■ **Text section**
────────────────────────────────────────
Your potato tops may show signs, but if you have been earthing up well, then the tubers will be safe. Cut off the plants at soil level and leave the tubers in and don't dig until after a spell of warm and dry weather (hopefully we'll get some again one day).

Slugs. Well the toads help in my garden, but so also do the organic approved slug pellets I get from the Organic Gardening Catalogue, see here.

Sunday, July 12, 2009

Between the showers pickings


Just nipped out and gathered a few bits:
Tomatoes, radish, sugar snap and mange tout peas, broad beans and courgettes. Snapped next to some of Mrs Soggy's herbs.

Late sowing

I saw an offer in the Garden Organic magazine, and since it was about seeds I had to have a look, so here I am with a collection of seeds from the Organic Gardening Catalogue labelled: "Late Sowing Seed Collection."
If I am honest I probably have enough seeds to sink a battleship, but they are hard to resist aren't they?

The collection includes:
Broad Beans - Super Aquadulce: Definitely a late sowing - November
Spinach - Giant Winter: Hardy and can be sown July, August and September
Peas - Pilot: If I sow them in October, we should be eating them by June
Carrots - Nantes 2: Apparently can be sown as late as August, meant to be quick growing.
Parsley - Moss Curled: Mrs Soggy will have to sow for Spring use.
Onions - Bedfordsire Champion: Not sure about these, they were included, but I use sets
Rainbow Chard - Bright Lights: Great for a July sowing to give leaves and stems for stir fries
Sugar Pea - Norli: Pushing it a bit sowing in July, but worth a try, an old favourite with us.

I'll keep you posted on how these get on.

Saturday, July 11, 2009

Talking of gardening ...

I came across a useful little forum, based in the UK, which seems, so far, to be a good place for swapping idea and tips (I've added it to my list of useful sites towards the bottom of the right hand column), but here it is to save you scrolling: vegetable-gardens

Friday, July 10, 2009

A trip to the Isle of Purbeck

A fancy title for meeting up with Daughter Soggy for lunch and posting a picture of Corfe Castle (lunch stop) and one of her allotment - living proof that you can get flourishing crops on clay soil on an allotment which had been neglected, if you put lots of work in which they certainly have. Just look at their sweetcorn and the fennel in the background!

Thursday, July 9, 2009

Nature's Life Support Systems

Yesterday I transplanted two varieties of Leek (Varna and Oarsman), with a third (Atlanta) yet to go in, once the second lot of broad beans is cut down. There were some straggly leek seedlings which I ate with my salad lunch, every bit of which I gathered in my hands and took to the plate, as fresh as fresh could be.
────────────────────────────────────────
■ **Challenge 1**
Reproduce the stretch of the entries from the line containing "Mark the curly" through the final line of the entries, keeping both ends.
These entries bear no relation to the gardening blog above.

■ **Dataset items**
────────────────────────────────────────
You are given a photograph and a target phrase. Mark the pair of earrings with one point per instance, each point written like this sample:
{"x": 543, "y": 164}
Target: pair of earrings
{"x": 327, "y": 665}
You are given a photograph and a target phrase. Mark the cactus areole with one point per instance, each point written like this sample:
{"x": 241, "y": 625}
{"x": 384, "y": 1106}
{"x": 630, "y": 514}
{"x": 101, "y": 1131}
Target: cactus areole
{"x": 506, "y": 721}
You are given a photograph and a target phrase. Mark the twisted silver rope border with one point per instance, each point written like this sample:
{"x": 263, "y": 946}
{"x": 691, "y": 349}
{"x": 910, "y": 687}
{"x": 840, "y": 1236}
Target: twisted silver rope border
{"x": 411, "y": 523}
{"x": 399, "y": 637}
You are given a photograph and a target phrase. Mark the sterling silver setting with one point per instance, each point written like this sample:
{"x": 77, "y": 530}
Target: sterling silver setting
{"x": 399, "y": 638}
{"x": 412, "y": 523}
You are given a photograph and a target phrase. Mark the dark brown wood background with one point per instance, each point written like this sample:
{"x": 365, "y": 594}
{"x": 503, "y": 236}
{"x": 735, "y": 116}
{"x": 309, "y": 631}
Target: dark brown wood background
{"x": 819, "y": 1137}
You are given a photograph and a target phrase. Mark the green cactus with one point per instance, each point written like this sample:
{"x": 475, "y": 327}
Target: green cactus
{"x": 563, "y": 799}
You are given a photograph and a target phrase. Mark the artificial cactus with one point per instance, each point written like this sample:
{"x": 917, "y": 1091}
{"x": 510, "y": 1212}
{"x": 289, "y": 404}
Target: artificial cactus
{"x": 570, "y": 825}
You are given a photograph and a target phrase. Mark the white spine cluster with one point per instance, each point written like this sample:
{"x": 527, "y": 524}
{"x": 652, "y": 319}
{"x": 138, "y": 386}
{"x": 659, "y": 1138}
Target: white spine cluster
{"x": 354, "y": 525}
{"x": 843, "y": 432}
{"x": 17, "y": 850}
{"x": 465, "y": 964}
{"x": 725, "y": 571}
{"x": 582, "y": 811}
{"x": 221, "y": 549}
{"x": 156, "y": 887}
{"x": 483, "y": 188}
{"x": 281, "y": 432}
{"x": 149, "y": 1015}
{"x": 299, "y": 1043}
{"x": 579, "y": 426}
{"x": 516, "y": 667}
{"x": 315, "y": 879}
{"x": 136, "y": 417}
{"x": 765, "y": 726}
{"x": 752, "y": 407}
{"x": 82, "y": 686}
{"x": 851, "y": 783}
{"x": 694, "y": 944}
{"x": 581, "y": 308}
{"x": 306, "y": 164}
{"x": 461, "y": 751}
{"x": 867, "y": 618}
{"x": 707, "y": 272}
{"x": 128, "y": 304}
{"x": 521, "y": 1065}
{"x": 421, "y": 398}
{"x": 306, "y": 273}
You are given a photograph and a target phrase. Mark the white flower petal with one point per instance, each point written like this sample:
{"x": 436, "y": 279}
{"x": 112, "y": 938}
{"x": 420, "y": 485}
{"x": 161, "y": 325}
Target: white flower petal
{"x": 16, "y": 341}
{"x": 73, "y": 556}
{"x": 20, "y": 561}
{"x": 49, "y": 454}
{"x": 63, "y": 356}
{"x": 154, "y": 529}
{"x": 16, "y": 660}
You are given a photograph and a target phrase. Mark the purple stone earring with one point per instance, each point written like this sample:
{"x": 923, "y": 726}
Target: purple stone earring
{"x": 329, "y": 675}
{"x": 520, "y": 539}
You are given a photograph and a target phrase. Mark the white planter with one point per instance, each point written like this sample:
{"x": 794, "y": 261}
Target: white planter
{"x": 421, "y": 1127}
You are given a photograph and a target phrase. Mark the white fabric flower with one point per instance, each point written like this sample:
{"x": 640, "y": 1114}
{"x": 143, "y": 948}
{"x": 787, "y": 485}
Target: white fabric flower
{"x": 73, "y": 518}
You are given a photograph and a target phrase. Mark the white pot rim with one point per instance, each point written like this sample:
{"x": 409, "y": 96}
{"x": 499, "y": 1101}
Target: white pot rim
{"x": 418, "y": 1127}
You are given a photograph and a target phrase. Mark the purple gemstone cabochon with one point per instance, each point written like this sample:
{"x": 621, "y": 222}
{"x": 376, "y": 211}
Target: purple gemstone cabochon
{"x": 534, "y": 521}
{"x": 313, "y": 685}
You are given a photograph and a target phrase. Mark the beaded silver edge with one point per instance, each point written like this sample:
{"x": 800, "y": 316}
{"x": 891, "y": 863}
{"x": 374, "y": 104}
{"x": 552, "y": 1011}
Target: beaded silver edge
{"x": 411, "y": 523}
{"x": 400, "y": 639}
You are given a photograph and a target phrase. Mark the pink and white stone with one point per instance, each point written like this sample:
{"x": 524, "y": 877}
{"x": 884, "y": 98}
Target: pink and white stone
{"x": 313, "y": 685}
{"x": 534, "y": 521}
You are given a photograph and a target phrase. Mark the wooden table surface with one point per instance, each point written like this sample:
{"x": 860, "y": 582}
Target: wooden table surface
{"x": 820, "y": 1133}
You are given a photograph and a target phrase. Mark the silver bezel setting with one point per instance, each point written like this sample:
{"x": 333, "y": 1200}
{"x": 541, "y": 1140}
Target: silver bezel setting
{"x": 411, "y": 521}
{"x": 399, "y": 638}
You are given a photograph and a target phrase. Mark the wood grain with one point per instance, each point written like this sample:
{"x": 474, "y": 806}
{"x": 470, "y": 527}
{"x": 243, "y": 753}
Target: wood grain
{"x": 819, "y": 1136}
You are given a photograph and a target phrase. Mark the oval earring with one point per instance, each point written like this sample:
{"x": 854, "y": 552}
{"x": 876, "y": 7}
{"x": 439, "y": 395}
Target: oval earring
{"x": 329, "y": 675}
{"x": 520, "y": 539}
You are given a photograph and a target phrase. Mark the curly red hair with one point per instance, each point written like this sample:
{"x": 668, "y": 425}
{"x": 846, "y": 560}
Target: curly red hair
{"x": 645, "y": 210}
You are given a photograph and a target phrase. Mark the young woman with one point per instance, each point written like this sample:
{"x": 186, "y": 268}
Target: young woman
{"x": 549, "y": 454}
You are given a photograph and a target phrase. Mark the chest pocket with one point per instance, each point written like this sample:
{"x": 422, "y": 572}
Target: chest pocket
────────────────────────────────────────
■ **Challenge 2**
Answer these questions from the gardening blog:
(a) Which leek variety had not yet been transplanted?
(b) In what month is the Super Aquadulce broad bean sown?
(c) What place served as the lunch stop on the Isle of Purbeck trip?

■ **Full output 1**
You are given a photograph and a target phrase. Mark the curly red hair with one point per instance, each point written like this sample:
{"x": 668, "y": 425}
{"x": 846, "y": 560}
Target: curly red hair
{"x": 645, "y": 210}
You are given a photograph and a target phrase. Mark the young woman with one point per instance, each point written like this sample:
{"x": 186, "y": 268}
Target: young woman
{"x": 549, "y": 454}
You are given a photograph and a target phrase. Mark the chest pocket with one point per instance, each point written like this sample:
{"x": 422, "y": 572}
Target: chest pocket

■ **Full output 2**
(a) Atlanta
(b) November
(c) Corfe Castle